§ **Your objective**
Would you return each record that follows word for word, without its pictures?

[Saved entries]
::::::

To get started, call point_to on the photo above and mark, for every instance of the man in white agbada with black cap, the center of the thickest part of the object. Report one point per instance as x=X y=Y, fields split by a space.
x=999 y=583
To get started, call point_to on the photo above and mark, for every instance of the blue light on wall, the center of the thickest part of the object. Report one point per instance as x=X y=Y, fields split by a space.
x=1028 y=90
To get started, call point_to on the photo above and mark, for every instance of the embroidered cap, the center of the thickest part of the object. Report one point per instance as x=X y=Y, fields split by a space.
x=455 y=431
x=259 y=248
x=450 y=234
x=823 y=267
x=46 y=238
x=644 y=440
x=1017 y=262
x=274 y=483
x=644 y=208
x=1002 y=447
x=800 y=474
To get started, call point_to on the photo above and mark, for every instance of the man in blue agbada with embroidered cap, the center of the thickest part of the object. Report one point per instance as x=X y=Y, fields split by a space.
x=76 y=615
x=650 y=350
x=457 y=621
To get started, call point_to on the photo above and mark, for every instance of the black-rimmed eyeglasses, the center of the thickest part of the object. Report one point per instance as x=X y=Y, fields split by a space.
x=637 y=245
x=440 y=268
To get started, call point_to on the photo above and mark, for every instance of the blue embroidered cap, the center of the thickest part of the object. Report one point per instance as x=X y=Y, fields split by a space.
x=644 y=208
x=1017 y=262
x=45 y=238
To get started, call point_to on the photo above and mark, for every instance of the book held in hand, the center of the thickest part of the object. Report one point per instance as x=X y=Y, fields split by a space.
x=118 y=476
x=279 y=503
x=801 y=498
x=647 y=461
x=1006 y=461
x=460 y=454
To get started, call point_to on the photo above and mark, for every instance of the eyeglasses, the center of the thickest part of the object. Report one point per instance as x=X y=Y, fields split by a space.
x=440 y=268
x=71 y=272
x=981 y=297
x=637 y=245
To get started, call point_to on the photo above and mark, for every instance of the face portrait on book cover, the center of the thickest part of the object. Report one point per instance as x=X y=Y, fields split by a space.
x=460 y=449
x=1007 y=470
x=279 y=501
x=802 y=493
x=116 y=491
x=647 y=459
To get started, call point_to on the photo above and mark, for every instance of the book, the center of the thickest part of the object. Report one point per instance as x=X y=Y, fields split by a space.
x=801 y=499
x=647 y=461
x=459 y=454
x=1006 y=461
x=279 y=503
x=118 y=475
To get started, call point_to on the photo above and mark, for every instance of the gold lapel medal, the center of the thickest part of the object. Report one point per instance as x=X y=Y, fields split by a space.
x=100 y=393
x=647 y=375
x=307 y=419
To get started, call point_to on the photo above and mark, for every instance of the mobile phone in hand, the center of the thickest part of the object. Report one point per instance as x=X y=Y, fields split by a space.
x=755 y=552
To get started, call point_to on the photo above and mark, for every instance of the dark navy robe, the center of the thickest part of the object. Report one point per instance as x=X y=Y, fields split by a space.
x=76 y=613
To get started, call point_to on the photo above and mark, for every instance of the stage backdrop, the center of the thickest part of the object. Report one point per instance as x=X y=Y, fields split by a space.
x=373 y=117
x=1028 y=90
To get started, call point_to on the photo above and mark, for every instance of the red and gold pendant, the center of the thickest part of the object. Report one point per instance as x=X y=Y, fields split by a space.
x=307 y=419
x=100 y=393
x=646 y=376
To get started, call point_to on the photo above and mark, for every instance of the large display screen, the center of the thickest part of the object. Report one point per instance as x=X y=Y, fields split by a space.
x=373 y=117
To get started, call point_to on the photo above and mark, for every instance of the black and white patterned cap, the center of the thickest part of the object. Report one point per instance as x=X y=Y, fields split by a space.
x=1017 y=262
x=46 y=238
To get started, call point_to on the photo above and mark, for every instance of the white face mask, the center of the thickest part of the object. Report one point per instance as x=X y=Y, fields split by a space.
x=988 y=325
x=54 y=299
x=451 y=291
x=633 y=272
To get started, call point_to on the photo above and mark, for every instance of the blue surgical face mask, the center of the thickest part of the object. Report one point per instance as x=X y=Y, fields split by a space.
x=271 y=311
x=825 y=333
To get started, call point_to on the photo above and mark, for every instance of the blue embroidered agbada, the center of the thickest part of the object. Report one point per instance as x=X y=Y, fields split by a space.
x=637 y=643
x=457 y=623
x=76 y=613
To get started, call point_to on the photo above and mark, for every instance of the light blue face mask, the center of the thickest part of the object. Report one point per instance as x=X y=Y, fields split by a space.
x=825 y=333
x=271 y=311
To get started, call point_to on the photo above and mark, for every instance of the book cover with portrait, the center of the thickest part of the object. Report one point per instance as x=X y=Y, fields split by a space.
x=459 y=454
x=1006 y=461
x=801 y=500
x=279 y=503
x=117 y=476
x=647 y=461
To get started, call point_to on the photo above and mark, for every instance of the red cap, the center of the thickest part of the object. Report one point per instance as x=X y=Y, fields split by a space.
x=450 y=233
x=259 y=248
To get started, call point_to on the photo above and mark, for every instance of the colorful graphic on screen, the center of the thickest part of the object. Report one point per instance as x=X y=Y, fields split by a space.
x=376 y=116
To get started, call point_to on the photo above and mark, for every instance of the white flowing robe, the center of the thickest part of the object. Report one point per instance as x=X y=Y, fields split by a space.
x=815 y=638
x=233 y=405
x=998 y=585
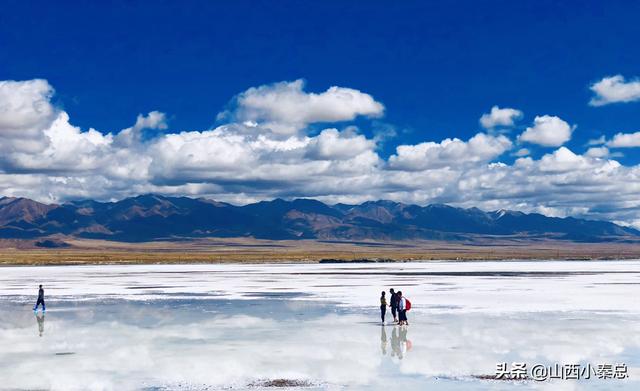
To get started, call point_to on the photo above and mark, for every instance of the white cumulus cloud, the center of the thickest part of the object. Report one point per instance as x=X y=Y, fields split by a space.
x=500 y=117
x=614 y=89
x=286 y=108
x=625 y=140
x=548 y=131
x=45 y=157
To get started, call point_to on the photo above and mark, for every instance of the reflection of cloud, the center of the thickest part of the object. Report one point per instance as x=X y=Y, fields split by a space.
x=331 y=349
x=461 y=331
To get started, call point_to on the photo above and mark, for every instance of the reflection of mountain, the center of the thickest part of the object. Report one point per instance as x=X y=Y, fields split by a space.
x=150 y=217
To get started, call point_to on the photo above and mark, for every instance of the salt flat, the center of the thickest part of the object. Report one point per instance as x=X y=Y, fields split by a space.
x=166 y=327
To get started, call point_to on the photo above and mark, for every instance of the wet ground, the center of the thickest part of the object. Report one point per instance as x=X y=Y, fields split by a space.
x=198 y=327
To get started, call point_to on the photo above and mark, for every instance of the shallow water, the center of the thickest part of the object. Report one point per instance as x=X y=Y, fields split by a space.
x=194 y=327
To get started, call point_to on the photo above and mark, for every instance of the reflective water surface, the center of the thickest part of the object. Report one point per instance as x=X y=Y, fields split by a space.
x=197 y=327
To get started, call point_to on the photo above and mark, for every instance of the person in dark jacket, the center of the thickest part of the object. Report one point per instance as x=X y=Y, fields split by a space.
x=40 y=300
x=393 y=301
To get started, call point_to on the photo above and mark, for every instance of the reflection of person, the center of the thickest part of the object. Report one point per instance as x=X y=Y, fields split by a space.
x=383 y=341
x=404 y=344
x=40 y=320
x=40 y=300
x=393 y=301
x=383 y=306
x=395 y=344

::::::

§ **Completed exercise**
To get started, call point_to on the photo above and mark, for every instance of the man in white agbada with black cap, the center of the thickest part of the object. Report one point per instance as x=X y=Y, fields split by a space.
x=999 y=583
To get started, call point_to on the photo above and mark, for every instance of the blue light on wall, the center of the thickest part of the object. Report one point per instance as x=X y=Y, fields split by a space.
x=1028 y=90
To get started, call point_to on the photo above and mark, for every instance of the embroidered cap, the center of the thickest part of the object. Report one point per instance as x=X y=Y, fields split by a space.
x=455 y=431
x=259 y=248
x=450 y=234
x=823 y=267
x=46 y=238
x=644 y=440
x=1017 y=262
x=274 y=483
x=644 y=208
x=1002 y=447
x=800 y=474
To get started, call point_to on the photo above and mark, for every instance of the man in blue agbada with embroidered cap, the center of the thickest part of the object. Report one point per instance as x=X y=Y, fields split by a space.
x=76 y=615
x=650 y=350
x=457 y=621
To get started, call point_to on the photo above and mark, for every instance of the black-rimmed eyeglasses, the center of the thickest part of the object. Report one point per instance as x=X y=Y, fields split by a space.
x=637 y=245
x=440 y=268
To get started, call point_to on the photo above and mark, for every instance of the blue embroidered cap, the center of the thickest part of the object. Report one point per instance as x=X y=Y, fields split by a space.
x=644 y=208
x=1017 y=262
x=45 y=238
To get started, call point_to on the photo above and mark, for every instance of the book held in hand, the center of the thickest part of the object. Report one point per instance as x=X y=Y, fields split by a space.
x=118 y=476
x=279 y=503
x=801 y=498
x=647 y=461
x=1006 y=461
x=460 y=454
To get started, call point_to on the photo above and mark, for every instance of the eyeglasses, the center of the thickest part of the object. Report one point per instance as x=X y=Y, fields split by a space.
x=440 y=268
x=71 y=272
x=981 y=297
x=637 y=245
To get started, call point_to on the photo above and mark, for every instance of the face portrait on book cover, the center of the thickest part of the object. Report one point per instance as x=X y=Y, fields split by a space.
x=460 y=449
x=1007 y=470
x=279 y=501
x=802 y=493
x=116 y=491
x=647 y=459
To get started, call point_to on the photo above and mark, for every instance of the book, the center of the thickest part of the object. Report one point per instance as x=X y=Y, fields split by a space.
x=801 y=499
x=647 y=461
x=459 y=454
x=1006 y=461
x=279 y=503
x=118 y=475
To get started, call point_to on the photo above and mark, for every instance of the gold lapel medal, the center of the thickest part of the object. Report one point per instance as x=X y=Y, fields split by a space.
x=100 y=393
x=647 y=375
x=307 y=419
To get started, call point_to on the photo above and mark, for every instance of the mobile phone in hand, the center of the thickest part of the object. Report one point per instance as x=X y=Y, fields split by a space.
x=755 y=552
To get started, call point_to on the photo above and mark, for every instance of the dark navy robe, the center of the thickest part of the object. Report one point per instance as x=X y=Y, fields split by a space.
x=76 y=613
To get started, call point_to on the photo above and mark, for every instance of the stage backdrop, the center of the thickest part of the object. Report one point per instance as x=X y=Y, fields split by a space.
x=373 y=117
x=1028 y=90
To get started, call point_to on the photo above and mark, for every instance of the red and gold pendant, the center of the thickest part of the object. Report one point per instance as x=X y=Y, fields split by a space.
x=307 y=419
x=100 y=393
x=646 y=376
To get started, call point_to on the photo above and mark, for every instance of the large display screen, the center of the thickest part of the object. Report one point per instance as x=X y=Y, fields split by a space.
x=373 y=117
To get started, call point_to on the photo above and mark, for every instance of the black and white patterned cap, the center of the thickest part of the object. Report one point per instance as x=X y=Y, fields split by a space.
x=1017 y=262
x=46 y=238
To get started, call point_to on the photo above and mark, for every instance of the white face mask, the center of the thickest part of the object. Report one point per instance as x=X y=Y, fields split by a space.
x=988 y=325
x=54 y=299
x=451 y=291
x=633 y=272
To get started, call point_to on the photo above and mark, for every instance of the blue surgical face mask, the center of the thickest part of the object. Report one point per instance as x=X y=Y, fields split by a space.
x=271 y=311
x=825 y=333
To get started, call point_to on the photo above and mark, for every instance of the blue embroidered agbada, the center of the thickest part of the object. Report one point per instance as x=X y=Y, fields split by a space.
x=637 y=643
x=457 y=623
x=76 y=613
To get started, call point_to on the photo above and mark, for every instance of the light blue face mask, the center of the thickest part of the object. Report one point per instance as x=X y=Y, fields split by a space.
x=825 y=333
x=271 y=311
To get started, call point_to on the photo above and mark, for every instance of the book cover with portrait, the center of the thickest part of the object. Report one point per instance as x=X y=Y, fields split by a space.
x=459 y=454
x=1006 y=461
x=801 y=500
x=279 y=503
x=117 y=476
x=647 y=461
To get started, call point_to on the photo above and mark, for every instance of the red cap, the center of the thickest part of the object. Report one point per instance as x=X y=Y, fields split by a space.
x=450 y=233
x=259 y=248
To get started, call point_to on the photo above and mark, for every instance of the colorful graphic on screen, the center of the thickest part of the object. Report one point per instance as x=X y=Y, fields split by a space.
x=376 y=116
To get started, call point_to on the photo above and mark, for every instance of the white flowing robe, the center of the thickest part of the object. Report one point per instance as x=X y=Y, fields split by a space.
x=815 y=638
x=233 y=405
x=998 y=585
To get started, call point_to on the photo above and mark, for every instance of the white cumulus cloud, the center of the thickest part of the object. Report one point per instance as x=X y=Y, fields split by a space.
x=500 y=117
x=614 y=89
x=286 y=108
x=625 y=140
x=548 y=131
x=45 y=157
To get started, call point_to on the photo above and mark, for every instance of the reflection of cloud, the center of the thickest part of the object. Report one point per instance as x=X y=Y, fields split by a space.
x=331 y=349
x=461 y=331
To get started, call point_to on the photo above and mark, for every instance of the reflection of mountain, the center of the thickest part of the object. Report one point per instance as x=X y=Y, fields split by a space.
x=150 y=217
To get started, call point_to on the photo above and mark, for every instance of the salt flat, the center of the thickest part of the object. Report one point per instance as x=X y=Y, fields split by a space.
x=166 y=327
To get started, call point_to on the photo above and mark, for every instance of the wet ground, the center of the thickest part of the object. Report one point per instance as x=X y=Y, fields split by a space.
x=198 y=327
To get started, call point_to on the photo above and mark, for every instance of the shallow water, the center of the thickest part of the object. Report one point per instance as x=X y=Y, fields split by a space.
x=194 y=327
To get started, call point_to on the photo above and mark, for every instance of the reflective water surface, the center of the thickest part of the object. Report one point per instance as x=X y=Y, fields split by a space.
x=197 y=327
To get started, call point_to on the photo above and mark, for every instance of the person in dark jacket, the center of the thickest part of the object. Report one point per instance as x=X y=Y, fields split by a space.
x=40 y=300
x=393 y=301
To get started, call point_to on the photo above and mark, for every instance of the reflection of person, the center of the thickest part of the object. Report one point per instance as x=X y=Y, fields split by a space.
x=383 y=341
x=404 y=344
x=40 y=320
x=40 y=300
x=393 y=301
x=383 y=306
x=395 y=344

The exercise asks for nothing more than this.